THE PROBLEM »
Rewrite the lines from the one with "Bounding boxes for christmas" up to and including the one with "[190, 53, 347, 307]", changing "blue jeans" to "denim jeans" and leaving everything else as it is. Give back only those lines.

WORKING DATA »
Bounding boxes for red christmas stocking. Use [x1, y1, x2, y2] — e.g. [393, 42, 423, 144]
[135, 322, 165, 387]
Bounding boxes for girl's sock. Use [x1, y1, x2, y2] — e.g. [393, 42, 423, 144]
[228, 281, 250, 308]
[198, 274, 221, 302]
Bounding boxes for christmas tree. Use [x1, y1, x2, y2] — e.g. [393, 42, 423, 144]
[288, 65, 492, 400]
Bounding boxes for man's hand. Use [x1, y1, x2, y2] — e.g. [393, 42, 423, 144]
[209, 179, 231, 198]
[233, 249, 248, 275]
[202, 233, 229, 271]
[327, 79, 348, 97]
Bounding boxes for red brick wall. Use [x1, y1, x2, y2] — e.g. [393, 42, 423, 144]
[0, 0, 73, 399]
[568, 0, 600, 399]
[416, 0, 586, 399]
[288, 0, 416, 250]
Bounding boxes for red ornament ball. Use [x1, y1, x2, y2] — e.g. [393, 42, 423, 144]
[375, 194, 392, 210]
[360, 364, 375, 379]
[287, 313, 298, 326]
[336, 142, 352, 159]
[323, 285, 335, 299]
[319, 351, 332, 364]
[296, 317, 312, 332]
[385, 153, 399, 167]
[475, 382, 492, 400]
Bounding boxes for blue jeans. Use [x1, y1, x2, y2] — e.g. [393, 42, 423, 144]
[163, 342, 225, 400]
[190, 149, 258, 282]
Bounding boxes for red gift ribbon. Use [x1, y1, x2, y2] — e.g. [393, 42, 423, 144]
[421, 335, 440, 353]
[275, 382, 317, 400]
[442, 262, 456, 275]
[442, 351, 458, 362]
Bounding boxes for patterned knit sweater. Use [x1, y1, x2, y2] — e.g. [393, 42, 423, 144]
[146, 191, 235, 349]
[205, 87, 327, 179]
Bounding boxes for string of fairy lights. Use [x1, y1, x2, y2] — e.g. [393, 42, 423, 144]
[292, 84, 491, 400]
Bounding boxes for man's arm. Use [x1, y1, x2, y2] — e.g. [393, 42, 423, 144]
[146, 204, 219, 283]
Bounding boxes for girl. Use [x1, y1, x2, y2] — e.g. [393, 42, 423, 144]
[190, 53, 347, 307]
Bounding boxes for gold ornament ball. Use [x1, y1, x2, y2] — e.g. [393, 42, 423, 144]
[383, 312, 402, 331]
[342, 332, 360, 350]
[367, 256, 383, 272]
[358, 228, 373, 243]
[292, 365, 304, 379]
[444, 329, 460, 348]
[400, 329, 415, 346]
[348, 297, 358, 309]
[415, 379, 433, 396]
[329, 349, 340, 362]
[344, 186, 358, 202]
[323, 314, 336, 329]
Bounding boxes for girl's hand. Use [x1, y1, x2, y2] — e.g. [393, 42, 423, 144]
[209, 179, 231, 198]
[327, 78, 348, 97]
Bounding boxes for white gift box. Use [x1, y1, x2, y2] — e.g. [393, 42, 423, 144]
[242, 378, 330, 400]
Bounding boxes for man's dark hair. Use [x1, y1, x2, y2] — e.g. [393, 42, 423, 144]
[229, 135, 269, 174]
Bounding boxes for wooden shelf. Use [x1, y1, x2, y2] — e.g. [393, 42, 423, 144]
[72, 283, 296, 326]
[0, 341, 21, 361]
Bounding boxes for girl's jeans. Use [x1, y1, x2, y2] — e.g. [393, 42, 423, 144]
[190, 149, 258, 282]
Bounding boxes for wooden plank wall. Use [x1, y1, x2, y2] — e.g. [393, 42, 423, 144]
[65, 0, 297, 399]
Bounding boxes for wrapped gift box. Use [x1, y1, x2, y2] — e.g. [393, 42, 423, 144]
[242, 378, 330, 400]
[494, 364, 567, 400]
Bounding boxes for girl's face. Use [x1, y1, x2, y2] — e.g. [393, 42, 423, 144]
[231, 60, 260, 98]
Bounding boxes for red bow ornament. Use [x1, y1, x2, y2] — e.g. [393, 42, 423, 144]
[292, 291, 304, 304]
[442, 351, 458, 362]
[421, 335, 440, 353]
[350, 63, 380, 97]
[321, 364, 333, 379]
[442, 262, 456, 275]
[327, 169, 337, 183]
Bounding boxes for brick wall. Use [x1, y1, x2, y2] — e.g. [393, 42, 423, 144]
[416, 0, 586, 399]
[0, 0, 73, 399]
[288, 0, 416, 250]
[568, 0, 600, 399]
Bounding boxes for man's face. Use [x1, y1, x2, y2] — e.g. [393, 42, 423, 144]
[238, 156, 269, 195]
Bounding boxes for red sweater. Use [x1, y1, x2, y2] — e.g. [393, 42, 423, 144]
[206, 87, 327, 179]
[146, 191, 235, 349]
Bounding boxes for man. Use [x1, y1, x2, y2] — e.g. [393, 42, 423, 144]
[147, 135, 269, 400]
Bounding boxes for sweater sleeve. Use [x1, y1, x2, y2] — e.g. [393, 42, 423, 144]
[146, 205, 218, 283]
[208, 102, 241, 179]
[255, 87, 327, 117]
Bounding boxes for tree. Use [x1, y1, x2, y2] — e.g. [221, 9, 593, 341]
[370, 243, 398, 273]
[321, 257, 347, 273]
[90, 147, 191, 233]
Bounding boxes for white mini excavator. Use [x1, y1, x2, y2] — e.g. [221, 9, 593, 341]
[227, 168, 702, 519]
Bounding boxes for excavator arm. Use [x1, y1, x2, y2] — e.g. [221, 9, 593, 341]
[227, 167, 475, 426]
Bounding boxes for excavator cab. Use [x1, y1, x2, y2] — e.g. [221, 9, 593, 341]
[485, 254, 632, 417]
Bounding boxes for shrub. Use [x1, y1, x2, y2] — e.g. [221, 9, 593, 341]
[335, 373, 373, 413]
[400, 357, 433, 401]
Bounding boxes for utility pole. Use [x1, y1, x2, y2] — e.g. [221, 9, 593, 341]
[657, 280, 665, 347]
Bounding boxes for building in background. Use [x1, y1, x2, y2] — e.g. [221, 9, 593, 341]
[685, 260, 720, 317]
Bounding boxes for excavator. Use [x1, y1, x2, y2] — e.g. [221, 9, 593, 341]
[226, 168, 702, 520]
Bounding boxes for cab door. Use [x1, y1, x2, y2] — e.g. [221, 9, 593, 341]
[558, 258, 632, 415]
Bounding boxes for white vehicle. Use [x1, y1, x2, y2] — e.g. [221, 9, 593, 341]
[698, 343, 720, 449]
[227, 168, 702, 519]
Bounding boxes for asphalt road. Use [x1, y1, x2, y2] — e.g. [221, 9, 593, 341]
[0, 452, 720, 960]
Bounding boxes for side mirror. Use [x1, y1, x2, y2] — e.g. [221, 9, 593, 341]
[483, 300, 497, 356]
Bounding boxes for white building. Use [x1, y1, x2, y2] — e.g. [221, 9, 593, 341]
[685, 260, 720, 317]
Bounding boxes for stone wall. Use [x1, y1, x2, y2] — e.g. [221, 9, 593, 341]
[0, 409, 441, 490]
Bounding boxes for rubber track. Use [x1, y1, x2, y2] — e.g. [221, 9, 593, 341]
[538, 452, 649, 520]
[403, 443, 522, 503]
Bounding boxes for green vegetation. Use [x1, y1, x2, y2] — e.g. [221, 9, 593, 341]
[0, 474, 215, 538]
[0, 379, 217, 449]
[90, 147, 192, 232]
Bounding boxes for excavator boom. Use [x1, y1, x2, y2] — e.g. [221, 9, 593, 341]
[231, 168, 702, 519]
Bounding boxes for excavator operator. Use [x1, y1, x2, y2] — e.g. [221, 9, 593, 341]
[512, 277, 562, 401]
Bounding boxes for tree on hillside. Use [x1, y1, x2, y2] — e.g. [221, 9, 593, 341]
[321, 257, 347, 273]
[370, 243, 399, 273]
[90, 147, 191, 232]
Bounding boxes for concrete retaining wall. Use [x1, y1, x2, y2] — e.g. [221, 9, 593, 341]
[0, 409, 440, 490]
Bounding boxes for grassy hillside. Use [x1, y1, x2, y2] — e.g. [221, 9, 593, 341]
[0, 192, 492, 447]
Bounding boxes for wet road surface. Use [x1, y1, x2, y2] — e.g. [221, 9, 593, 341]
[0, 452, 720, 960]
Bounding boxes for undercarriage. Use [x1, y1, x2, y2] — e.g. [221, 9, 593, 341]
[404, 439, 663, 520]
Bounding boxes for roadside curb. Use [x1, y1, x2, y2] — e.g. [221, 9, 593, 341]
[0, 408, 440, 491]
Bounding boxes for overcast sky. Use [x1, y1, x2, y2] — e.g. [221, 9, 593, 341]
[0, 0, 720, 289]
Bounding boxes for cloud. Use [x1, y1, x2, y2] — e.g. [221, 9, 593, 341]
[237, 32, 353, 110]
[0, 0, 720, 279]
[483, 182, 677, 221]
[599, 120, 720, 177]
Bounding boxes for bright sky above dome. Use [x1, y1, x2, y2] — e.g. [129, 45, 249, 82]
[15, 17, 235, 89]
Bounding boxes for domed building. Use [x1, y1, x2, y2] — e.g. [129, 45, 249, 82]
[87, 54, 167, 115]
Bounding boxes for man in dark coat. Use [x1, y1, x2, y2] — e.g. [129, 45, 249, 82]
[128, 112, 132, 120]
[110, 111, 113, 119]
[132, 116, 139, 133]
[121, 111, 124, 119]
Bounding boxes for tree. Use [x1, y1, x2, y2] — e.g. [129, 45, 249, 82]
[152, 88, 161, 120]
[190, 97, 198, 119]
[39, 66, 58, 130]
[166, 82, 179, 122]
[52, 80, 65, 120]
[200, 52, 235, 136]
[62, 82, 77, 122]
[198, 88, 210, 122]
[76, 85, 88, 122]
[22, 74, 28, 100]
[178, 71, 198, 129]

SOLUTION »
Bounding boxes for christmas tree. Use [x1, y1, x2, y2] — e.g. [393, 42, 423, 144]
[288, 65, 492, 400]
Bounding boxes for man's hand. Use [x1, y1, x2, y2] — e.g. [393, 42, 423, 144]
[209, 179, 231, 198]
[233, 249, 248, 275]
[202, 233, 229, 271]
[327, 79, 348, 97]
Bounding boxes for red brick wall. Use [x1, y1, x2, y2] — e.g. [393, 42, 423, 144]
[0, 0, 73, 399]
[568, 0, 600, 399]
[416, 0, 586, 399]
[288, 0, 416, 250]
Bounding boxes for red ornament ball. Use [x1, y1, x2, y2] — e.g. [393, 42, 423, 144]
[375, 194, 392, 210]
[360, 364, 375, 379]
[287, 313, 298, 326]
[336, 142, 352, 159]
[323, 285, 335, 299]
[319, 351, 332, 364]
[296, 317, 312, 332]
[385, 153, 399, 167]
[475, 382, 492, 400]
Bounding boxes for denim jeans. Use [x1, y1, x2, y2] — e.g. [393, 42, 423, 144]
[163, 342, 225, 400]
[190, 149, 258, 282]
Bounding boxes for red gift ribbon. Use [x1, y1, x2, y2] — e.g. [393, 42, 423, 144]
[421, 335, 440, 353]
[275, 382, 317, 400]
[442, 262, 456, 275]
[442, 351, 458, 362]
Bounding boxes for patterned knit sweater. Use [x1, y1, x2, y2] — e.g. [393, 42, 423, 144]
[146, 191, 235, 349]
[205, 87, 327, 179]
Bounding boxes for string of fairy lights. Use [x1, y1, x2, y2] — e.g. [393, 42, 423, 144]
[292, 84, 491, 400]
Bounding boxes for man's arm. Use [x1, y1, x2, y2] — e.g. [393, 42, 423, 144]
[146, 204, 219, 283]
Bounding boxes for girl. Use [x1, y1, x2, y2] — e.g. [393, 42, 423, 144]
[190, 53, 347, 307]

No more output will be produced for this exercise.